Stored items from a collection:

■ ■ ■ ■

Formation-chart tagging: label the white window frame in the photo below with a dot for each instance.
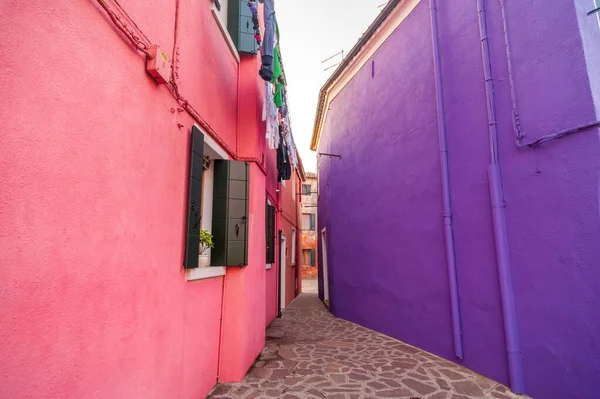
(204, 270)
(220, 17)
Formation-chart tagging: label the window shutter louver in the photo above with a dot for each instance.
(230, 214)
(241, 27)
(270, 233)
(192, 247)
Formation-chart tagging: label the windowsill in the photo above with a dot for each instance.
(225, 34)
(202, 273)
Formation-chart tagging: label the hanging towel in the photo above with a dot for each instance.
(270, 115)
(266, 71)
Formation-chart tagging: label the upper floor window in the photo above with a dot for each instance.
(222, 6)
(239, 20)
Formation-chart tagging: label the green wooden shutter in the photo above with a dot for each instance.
(270, 233)
(192, 247)
(240, 26)
(230, 214)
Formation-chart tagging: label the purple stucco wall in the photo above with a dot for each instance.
(387, 265)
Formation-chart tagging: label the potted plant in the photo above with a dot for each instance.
(205, 241)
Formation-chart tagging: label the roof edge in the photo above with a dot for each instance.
(338, 71)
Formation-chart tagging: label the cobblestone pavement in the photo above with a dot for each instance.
(312, 354)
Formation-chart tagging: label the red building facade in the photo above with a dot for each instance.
(96, 204)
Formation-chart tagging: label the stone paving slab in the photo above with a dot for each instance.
(312, 354)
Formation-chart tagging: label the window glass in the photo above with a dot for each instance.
(222, 13)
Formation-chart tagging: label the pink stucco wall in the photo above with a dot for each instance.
(93, 205)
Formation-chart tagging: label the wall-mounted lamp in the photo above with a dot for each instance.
(330, 155)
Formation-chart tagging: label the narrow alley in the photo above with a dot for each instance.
(312, 354)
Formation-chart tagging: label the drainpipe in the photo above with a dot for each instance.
(448, 226)
(511, 333)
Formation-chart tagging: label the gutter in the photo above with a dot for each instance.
(509, 313)
(447, 203)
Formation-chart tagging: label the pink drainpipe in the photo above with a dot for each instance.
(513, 347)
(448, 226)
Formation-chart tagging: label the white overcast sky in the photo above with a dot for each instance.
(312, 31)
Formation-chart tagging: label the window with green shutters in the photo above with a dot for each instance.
(192, 247)
(270, 232)
(241, 27)
(230, 213)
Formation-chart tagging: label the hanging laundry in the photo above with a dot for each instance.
(256, 24)
(278, 80)
(283, 108)
(270, 115)
(266, 70)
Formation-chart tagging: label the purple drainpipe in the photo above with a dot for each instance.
(448, 228)
(513, 347)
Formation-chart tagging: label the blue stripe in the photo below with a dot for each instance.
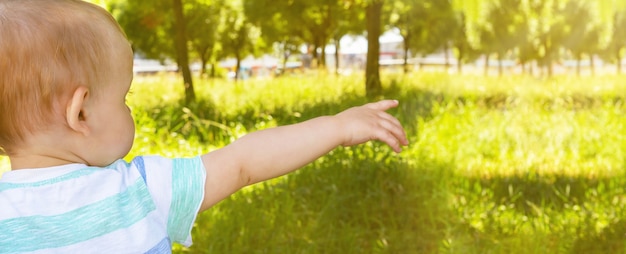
(165, 246)
(94, 220)
(68, 176)
(187, 192)
(141, 166)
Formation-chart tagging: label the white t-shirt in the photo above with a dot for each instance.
(137, 207)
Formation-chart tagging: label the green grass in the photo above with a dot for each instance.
(496, 165)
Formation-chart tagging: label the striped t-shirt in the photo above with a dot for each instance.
(137, 207)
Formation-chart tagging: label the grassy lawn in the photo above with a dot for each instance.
(510, 164)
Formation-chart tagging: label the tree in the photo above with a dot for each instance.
(182, 52)
(614, 51)
(150, 29)
(503, 22)
(464, 51)
(276, 26)
(582, 37)
(203, 23)
(239, 37)
(373, 14)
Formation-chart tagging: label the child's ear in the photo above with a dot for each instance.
(75, 115)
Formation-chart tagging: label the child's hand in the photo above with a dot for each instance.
(371, 122)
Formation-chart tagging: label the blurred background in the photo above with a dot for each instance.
(514, 109)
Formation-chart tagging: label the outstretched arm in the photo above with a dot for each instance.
(273, 152)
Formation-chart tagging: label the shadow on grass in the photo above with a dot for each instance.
(364, 200)
(343, 203)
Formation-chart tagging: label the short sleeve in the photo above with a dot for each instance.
(177, 188)
(188, 177)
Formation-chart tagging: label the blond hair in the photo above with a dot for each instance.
(47, 49)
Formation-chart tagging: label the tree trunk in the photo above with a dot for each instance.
(373, 86)
(238, 68)
(405, 46)
(593, 65)
(500, 67)
(182, 52)
(619, 62)
(578, 60)
(337, 56)
(486, 64)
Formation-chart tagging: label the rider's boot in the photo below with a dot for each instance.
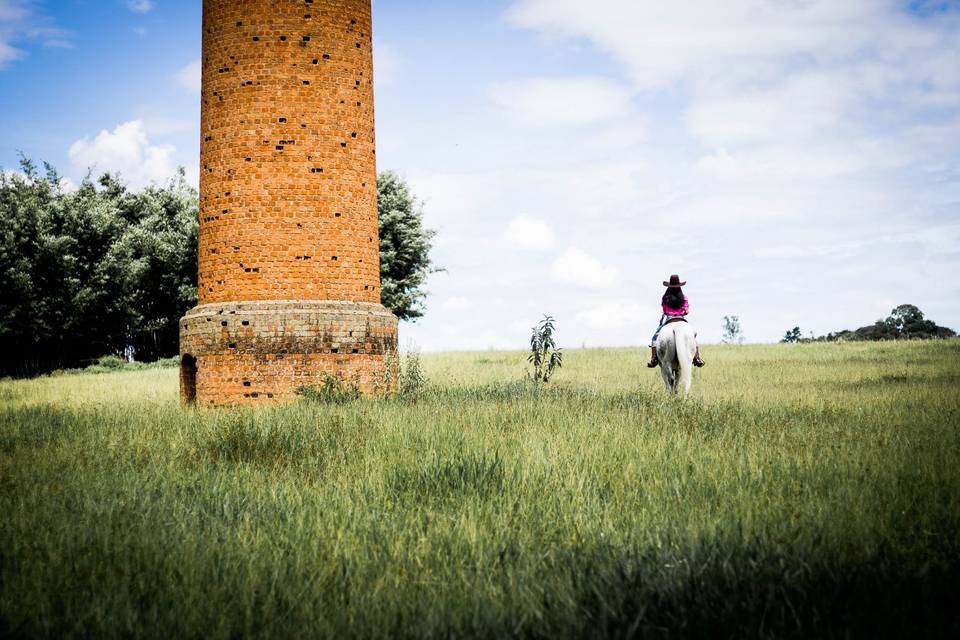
(697, 360)
(654, 360)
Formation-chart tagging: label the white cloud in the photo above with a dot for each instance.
(189, 76)
(127, 151)
(20, 22)
(574, 266)
(613, 315)
(562, 101)
(140, 6)
(456, 304)
(529, 233)
(387, 63)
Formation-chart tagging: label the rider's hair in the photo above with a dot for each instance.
(673, 298)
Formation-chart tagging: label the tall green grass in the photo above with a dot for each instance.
(808, 490)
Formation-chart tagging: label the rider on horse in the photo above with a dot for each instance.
(675, 308)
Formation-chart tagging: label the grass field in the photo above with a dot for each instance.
(803, 491)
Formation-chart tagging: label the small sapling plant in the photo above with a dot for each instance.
(545, 357)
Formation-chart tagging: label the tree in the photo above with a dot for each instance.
(793, 335)
(545, 356)
(102, 270)
(404, 247)
(92, 272)
(905, 322)
(732, 333)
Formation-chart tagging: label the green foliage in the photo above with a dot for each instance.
(793, 335)
(332, 390)
(404, 247)
(732, 332)
(412, 381)
(98, 270)
(106, 270)
(905, 322)
(544, 354)
(801, 493)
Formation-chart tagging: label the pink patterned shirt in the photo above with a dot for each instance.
(682, 311)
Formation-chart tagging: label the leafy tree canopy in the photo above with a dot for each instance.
(404, 247)
(905, 322)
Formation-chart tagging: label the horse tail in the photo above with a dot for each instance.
(686, 347)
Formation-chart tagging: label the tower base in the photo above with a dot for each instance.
(260, 352)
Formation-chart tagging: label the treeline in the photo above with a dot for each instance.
(906, 322)
(95, 271)
(103, 270)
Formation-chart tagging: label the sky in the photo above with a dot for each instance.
(797, 162)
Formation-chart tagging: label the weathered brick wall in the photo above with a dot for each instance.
(288, 173)
(252, 352)
(289, 269)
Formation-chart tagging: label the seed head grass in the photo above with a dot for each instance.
(802, 490)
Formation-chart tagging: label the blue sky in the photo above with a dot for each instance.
(797, 162)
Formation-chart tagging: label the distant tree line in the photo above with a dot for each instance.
(104, 270)
(906, 322)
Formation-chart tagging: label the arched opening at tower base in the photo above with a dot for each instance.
(188, 379)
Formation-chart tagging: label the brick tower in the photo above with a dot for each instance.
(289, 268)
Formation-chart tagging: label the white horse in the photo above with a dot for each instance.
(676, 346)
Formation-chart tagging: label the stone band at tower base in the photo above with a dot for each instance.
(259, 352)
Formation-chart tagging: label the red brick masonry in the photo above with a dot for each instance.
(288, 203)
(251, 352)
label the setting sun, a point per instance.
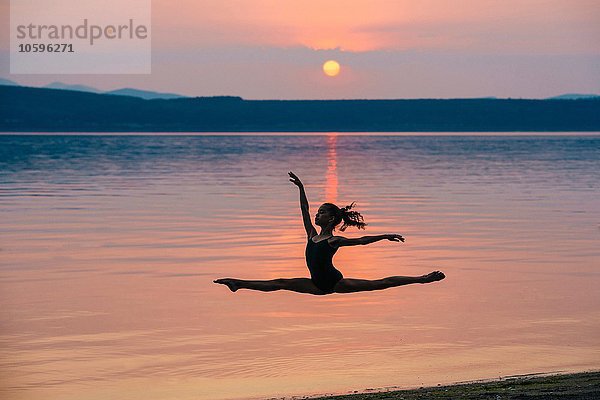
(331, 68)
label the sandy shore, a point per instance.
(580, 386)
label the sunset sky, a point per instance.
(269, 49)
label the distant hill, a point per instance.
(65, 86)
(8, 82)
(144, 94)
(574, 96)
(25, 109)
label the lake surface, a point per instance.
(109, 245)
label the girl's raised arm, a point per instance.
(310, 229)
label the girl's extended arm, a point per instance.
(342, 241)
(310, 229)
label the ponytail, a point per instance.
(345, 215)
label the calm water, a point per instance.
(109, 245)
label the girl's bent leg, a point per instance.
(351, 285)
(300, 285)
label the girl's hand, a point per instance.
(394, 238)
(295, 180)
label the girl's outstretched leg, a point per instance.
(351, 285)
(300, 285)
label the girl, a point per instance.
(324, 277)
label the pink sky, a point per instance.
(387, 49)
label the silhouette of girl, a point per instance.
(324, 277)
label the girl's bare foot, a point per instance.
(433, 277)
(230, 283)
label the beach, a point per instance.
(580, 386)
(110, 245)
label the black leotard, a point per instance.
(319, 258)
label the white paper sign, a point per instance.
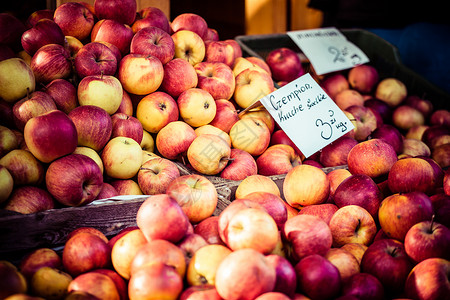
(307, 115)
(328, 49)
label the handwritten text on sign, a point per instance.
(307, 115)
(328, 49)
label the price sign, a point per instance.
(307, 115)
(328, 49)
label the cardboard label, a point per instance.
(307, 115)
(328, 49)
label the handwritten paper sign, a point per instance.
(307, 115)
(328, 49)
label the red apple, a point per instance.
(153, 41)
(427, 239)
(387, 260)
(285, 64)
(429, 280)
(44, 32)
(29, 200)
(51, 62)
(317, 277)
(117, 33)
(161, 217)
(307, 235)
(359, 189)
(352, 224)
(74, 179)
(233, 282)
(192, 22)
(50, 135)
(33, 105)
(120, 11)
(373, 157)
(74, 19)
(408, 208)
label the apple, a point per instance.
(307, 234)
(95, 58)
(324, 211)
(84, 252)
(151, 16)
(409, 208)
(81, 182)
(155, 175)
(216, 78)
(252, 85)
(126, 126)
(373, 157)
(6, 184)
(64, 94)
(122, 157)
(314, 273)
(161, 217)
(352, 224)
(190, 21)
(344, 261)
(33, 105)
(234, 282)
(412, 174)
(204, 263)
(387, 260)
(51, 62)
(363, 286)
(241, 165)
(366, 121)
(391, 90)
(44, 32)
(334, 83)
(208, 154)
(74, 19)
(189, 46)
(38, 258)
(174, 139)
(93, 124)
(17, 79)
(196, 106)
(120, 11)
(114, 32)
(363, 78)
(429, 280)
(383, 109)
(427, 239)
(23, 167)
(306, 185)
(251, 135)
(361, 190)
(348, 97)
(153, 41)
(256, 183)
(404, 117)
(219, 52)
(208, 229)
(195, 194)
(226, 115)
(157, 280)
(140, 74)
(285, 64)
(104, 91)
(41, 133)
(95, 284)
(179, 76)
(336, 153)
(29, 200)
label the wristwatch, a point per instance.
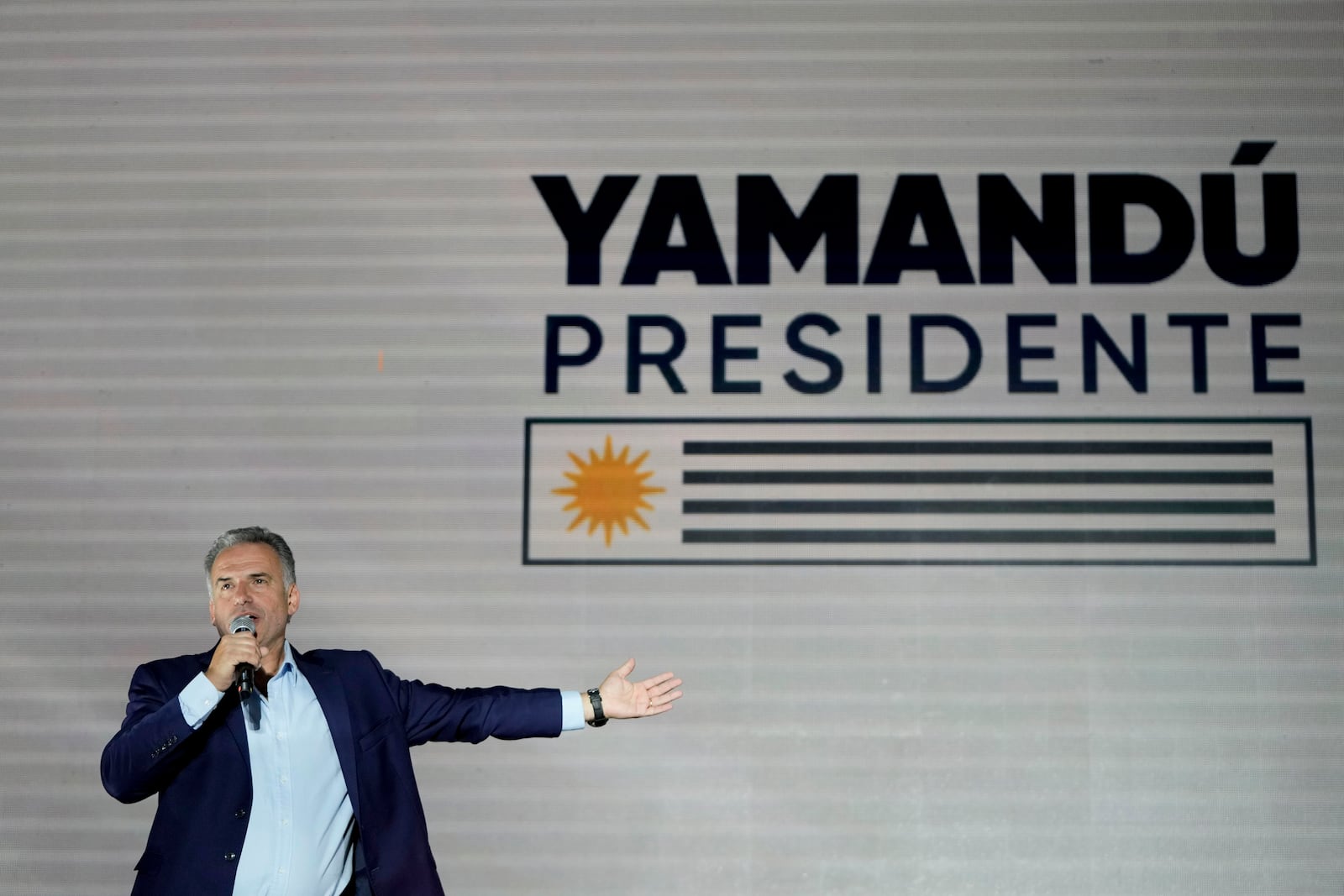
(596, 699)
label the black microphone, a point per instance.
(244, 671)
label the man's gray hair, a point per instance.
(253, 535)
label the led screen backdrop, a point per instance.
(949, 392)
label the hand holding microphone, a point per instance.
(237, 658)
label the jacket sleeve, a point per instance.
(154, 741)
(438, 712)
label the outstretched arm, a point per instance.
(625, 699)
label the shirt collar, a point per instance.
(286, 667)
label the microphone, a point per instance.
(244, 671)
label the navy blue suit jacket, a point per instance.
(203, 777)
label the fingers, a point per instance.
(662, 683)
(662, 703)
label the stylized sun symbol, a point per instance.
(608, 490)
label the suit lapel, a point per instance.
(331, 696)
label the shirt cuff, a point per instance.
(571, 711)
(199, 699)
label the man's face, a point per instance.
(248, 580)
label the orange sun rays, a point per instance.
(608, 490)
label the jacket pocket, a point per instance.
(375, 735)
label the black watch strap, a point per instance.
(598, 719)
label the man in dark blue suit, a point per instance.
(306, 786)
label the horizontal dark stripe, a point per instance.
(976, 506)
(981, 446)
(978, 477)
(978, 537)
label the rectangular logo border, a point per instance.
(1305, 422)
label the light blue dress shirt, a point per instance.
(302, 824)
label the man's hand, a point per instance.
(232, 651)
(625, 699)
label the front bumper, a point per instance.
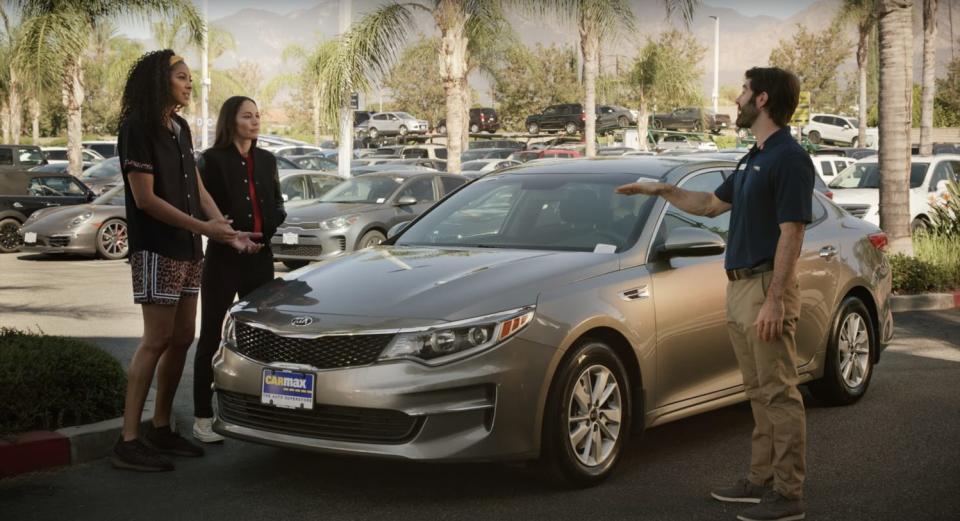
(486, 407)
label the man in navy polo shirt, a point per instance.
(771, 196)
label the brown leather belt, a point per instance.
(746, 273)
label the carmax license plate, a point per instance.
(287, 389)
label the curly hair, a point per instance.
(147, 95)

■ ■ ■ ■

With pictures omitted, copy exactly the lines from the one containing "label the stylized" through the final line of the listing, both included.

WRITTEN SOLUTION:
label the stylized sun symbol, a point per instance.
(608, 490)
label the suit lapel, a point per instance.
(331, 696)
label the shirt cuff, a point per instance.
(571, 711)
(199, 699)
label the man's face, a point per instance.
(248, 580)
label the orange sun rays, a point per instance.
(608, 490)
label the jacket pocket, a point per instance.
(375, 735)
label the black watch strap, a point per instance.
(598, 719)
label the man in dark blue suit, a point per instance.
(306, 786)
label the horizontal dark stripe, a point per instance.
(976, 506)
(981, 446)
(978, 477)
(978, 537)
label the rectangular logo border, a point per instance.
(1305, 422)
label the light blue dress shirt, a point per instance.
(302, 824)
label the man's hand, a point per instance.
(232, 651)
(625, 699)
label the front bumper, a point per instance.
(486, 407)
label the man in navy polo shirt, a point per instance.
(771, 196)
label the brown leather belt, a point per instance.
(746, 273)
label the carmax license plate, a point per instance.
(287, 389)
label the curly hair, a point per instance.
(147, 95)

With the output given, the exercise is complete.